Locate every line in the rows below that contains the word "summit", and copy each of those lines in full.

+++ PROVIDED MATERIAL +++

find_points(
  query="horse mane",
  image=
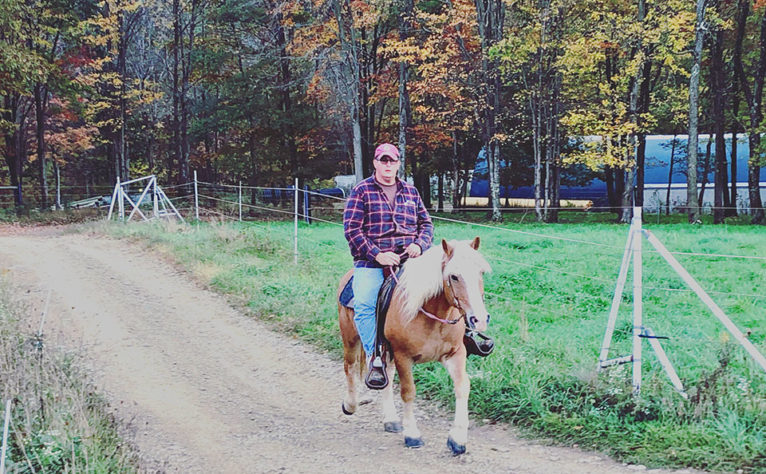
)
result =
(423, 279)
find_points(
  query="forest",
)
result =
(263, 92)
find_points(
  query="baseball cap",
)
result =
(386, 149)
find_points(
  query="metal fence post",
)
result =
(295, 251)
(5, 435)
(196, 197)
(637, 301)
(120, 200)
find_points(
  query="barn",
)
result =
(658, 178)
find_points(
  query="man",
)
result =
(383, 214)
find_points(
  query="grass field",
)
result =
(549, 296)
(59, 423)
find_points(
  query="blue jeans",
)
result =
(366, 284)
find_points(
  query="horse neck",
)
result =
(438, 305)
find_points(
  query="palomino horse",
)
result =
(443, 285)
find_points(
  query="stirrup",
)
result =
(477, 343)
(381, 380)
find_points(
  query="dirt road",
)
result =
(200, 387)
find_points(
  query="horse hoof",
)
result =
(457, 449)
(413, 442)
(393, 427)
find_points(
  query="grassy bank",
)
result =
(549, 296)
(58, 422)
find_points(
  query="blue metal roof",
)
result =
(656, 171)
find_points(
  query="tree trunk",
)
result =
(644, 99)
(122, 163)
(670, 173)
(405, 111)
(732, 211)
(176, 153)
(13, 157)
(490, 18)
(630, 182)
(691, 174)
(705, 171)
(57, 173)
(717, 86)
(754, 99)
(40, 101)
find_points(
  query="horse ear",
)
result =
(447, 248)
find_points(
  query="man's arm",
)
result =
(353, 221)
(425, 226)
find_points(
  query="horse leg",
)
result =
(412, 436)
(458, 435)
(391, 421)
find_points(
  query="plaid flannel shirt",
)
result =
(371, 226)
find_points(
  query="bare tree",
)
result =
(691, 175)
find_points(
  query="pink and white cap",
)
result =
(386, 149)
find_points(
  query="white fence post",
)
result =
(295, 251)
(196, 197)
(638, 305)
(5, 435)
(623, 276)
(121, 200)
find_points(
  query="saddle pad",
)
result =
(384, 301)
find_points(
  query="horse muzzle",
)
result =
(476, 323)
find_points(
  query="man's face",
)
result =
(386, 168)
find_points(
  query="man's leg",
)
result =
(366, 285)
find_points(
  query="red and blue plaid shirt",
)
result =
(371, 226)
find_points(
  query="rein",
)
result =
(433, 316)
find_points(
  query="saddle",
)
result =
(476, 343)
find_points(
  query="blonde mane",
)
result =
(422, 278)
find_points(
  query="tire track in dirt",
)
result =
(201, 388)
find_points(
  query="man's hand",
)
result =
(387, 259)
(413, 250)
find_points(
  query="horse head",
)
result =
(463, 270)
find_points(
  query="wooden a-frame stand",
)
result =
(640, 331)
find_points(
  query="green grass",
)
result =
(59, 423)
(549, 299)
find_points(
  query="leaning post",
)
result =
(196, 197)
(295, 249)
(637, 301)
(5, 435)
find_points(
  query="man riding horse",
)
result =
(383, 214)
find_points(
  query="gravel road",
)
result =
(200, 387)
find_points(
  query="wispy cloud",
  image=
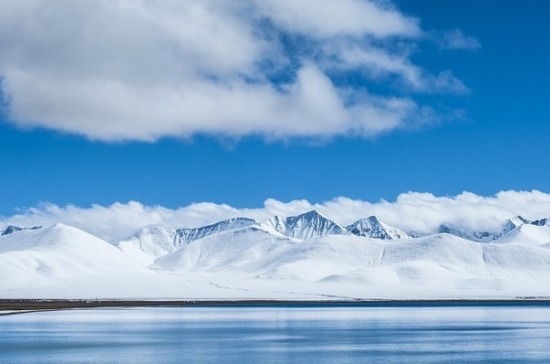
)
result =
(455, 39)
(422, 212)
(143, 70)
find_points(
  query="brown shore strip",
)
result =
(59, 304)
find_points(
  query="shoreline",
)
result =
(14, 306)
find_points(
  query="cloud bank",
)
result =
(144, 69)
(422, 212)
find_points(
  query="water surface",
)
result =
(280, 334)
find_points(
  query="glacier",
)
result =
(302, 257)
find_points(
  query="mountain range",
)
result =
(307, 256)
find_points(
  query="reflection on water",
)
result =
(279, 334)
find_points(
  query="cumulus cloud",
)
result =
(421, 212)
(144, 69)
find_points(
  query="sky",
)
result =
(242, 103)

+++
+++ PROVIDED MATERIAL +++

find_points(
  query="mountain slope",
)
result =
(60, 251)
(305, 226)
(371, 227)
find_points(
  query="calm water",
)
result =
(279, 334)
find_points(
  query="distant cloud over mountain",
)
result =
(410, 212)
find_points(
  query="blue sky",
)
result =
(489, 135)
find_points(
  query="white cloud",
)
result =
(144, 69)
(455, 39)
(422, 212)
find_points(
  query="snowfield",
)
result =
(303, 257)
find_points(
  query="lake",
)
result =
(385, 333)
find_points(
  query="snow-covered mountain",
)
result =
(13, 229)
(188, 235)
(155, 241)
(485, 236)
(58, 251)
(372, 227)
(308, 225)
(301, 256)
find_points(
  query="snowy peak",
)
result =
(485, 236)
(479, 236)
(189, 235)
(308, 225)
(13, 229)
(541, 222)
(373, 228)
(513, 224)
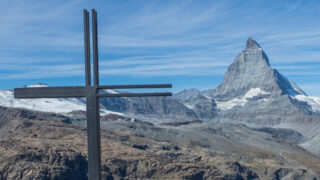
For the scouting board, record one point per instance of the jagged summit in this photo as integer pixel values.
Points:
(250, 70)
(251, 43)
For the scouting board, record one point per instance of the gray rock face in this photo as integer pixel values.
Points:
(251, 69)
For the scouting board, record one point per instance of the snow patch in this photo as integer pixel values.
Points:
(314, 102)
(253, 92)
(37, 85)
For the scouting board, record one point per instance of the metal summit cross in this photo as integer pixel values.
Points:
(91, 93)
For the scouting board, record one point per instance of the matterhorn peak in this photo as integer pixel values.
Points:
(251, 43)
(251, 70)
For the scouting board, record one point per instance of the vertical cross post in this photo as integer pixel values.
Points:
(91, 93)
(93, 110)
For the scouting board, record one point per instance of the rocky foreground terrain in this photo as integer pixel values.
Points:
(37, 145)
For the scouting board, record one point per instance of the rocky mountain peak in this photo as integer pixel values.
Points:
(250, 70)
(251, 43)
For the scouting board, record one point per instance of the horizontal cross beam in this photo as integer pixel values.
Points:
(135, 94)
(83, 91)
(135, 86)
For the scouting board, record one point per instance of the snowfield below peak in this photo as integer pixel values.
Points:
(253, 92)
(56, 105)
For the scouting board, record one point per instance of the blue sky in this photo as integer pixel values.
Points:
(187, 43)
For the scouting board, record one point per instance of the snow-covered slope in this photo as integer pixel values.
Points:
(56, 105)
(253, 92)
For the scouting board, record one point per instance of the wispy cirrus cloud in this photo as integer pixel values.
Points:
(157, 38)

+++

ANSWER FOR THIS EXERCISE –
For the scouting board, record one point per instance of the jagged summit in this photo as integer pixel values.
For the scouting board, record one point per instance of the metal summit cross in this photo as integer pixel values.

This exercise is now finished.